Location labeling records
- - - - -

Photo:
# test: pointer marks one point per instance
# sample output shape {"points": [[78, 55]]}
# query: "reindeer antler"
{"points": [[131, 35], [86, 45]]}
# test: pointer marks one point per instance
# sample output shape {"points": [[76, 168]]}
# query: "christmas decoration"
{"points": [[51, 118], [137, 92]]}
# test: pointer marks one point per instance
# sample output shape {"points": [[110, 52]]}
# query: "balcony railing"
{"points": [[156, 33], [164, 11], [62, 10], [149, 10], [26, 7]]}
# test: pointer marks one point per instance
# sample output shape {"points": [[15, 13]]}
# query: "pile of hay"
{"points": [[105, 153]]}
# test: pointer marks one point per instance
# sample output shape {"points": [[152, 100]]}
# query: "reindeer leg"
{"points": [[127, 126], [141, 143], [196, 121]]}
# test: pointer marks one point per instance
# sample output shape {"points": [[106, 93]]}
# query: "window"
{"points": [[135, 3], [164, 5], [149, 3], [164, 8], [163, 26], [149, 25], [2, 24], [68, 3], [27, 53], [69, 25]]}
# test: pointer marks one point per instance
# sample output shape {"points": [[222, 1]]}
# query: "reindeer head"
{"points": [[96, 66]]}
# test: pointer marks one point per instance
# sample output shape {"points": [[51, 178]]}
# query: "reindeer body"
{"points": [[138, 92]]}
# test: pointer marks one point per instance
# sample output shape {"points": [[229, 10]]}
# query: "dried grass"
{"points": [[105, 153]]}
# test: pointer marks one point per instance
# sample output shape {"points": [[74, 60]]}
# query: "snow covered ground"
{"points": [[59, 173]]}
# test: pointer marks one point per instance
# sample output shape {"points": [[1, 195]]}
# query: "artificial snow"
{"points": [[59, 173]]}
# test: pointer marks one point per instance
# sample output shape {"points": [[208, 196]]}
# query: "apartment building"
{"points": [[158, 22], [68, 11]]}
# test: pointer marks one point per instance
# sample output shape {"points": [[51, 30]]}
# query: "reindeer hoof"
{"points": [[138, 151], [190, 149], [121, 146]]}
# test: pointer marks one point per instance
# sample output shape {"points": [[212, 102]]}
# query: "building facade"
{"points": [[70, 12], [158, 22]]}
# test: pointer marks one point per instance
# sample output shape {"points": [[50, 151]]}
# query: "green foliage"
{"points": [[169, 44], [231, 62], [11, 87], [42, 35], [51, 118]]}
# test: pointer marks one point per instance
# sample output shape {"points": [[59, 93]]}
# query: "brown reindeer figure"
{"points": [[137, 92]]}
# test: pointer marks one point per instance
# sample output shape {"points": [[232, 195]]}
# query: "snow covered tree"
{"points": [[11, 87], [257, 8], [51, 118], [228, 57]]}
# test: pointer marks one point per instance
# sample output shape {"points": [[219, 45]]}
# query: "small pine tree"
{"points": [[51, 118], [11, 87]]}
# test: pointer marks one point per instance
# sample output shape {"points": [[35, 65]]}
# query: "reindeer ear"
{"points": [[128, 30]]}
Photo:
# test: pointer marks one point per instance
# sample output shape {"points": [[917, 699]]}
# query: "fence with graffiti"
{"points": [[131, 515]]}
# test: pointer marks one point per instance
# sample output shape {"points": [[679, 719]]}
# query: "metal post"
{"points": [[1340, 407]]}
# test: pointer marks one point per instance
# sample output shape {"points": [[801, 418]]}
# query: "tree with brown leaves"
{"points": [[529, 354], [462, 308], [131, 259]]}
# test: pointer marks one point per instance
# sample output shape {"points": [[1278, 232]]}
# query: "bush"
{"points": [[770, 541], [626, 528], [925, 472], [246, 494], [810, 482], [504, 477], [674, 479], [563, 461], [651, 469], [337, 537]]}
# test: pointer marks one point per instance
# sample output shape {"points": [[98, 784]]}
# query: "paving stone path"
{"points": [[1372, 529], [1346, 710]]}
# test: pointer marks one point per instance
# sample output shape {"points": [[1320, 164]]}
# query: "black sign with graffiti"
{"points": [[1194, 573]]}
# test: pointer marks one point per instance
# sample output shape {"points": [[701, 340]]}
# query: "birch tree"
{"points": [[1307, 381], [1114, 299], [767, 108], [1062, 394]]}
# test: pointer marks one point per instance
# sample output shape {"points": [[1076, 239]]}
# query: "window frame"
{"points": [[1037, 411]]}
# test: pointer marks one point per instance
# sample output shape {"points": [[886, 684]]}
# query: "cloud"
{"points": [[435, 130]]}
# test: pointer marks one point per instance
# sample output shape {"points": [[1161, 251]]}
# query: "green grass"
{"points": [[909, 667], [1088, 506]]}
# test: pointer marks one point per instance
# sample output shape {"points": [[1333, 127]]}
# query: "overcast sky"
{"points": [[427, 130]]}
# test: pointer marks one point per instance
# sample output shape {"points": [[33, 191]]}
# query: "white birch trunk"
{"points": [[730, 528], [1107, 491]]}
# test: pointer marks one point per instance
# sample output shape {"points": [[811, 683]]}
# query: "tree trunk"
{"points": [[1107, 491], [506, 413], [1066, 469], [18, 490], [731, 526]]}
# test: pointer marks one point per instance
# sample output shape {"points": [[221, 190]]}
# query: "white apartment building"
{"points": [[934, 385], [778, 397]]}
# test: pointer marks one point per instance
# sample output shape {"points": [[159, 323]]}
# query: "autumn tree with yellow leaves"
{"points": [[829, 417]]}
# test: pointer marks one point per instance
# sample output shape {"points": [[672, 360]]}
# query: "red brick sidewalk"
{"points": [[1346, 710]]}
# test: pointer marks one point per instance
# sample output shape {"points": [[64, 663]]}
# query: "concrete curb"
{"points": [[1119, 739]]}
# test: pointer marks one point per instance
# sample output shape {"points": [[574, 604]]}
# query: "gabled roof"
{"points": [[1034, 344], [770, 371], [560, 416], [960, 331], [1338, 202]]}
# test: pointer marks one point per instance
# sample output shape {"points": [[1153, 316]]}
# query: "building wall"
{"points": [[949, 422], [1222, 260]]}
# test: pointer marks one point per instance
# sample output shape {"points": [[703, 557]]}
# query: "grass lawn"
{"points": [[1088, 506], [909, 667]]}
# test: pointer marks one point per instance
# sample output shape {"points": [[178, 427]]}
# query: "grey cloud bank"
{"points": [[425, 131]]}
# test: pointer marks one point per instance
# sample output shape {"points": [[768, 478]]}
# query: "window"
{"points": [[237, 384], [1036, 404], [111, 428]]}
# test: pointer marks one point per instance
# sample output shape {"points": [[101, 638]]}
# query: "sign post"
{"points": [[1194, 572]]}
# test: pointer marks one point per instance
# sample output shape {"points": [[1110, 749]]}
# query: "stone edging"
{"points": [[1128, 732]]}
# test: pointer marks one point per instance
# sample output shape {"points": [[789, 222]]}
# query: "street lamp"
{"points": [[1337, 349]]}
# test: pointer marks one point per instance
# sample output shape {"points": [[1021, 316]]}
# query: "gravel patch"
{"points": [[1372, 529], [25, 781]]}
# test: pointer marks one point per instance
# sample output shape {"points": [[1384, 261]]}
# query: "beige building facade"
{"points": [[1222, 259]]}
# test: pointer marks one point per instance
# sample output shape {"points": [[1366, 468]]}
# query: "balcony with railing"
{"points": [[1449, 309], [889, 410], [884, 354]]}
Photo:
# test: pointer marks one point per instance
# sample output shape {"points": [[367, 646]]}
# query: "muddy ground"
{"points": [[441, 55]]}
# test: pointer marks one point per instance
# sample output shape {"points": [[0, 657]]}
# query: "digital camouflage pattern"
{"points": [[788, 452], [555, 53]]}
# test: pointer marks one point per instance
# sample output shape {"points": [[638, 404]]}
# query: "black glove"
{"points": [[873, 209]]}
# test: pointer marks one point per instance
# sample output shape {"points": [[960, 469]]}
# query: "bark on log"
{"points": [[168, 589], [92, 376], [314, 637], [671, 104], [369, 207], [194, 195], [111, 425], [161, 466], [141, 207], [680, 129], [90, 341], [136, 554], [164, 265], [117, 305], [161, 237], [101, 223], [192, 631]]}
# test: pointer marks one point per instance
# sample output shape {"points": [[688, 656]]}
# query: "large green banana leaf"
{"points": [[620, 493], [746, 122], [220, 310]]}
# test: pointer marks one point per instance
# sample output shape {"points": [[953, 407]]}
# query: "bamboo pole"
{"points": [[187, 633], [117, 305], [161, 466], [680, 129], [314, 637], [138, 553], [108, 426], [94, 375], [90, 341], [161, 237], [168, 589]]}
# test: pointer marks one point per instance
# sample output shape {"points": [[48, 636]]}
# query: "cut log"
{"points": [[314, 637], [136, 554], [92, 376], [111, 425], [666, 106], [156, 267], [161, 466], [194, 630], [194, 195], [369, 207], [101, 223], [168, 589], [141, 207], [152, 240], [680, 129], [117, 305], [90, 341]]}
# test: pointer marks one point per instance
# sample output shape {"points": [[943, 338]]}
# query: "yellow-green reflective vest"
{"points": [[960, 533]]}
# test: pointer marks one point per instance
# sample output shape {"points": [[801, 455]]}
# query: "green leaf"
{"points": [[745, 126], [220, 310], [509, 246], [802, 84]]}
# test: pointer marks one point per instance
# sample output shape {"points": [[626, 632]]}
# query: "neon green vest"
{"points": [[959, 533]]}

- - - - -

§ **EXERCISE GOAL**
Gather every line of the material above that contains the word "graffiti", matching its case exactly.

§ **TASK RESULT**
# query: "fence with graffiti"
# query: "black sign with graffiti"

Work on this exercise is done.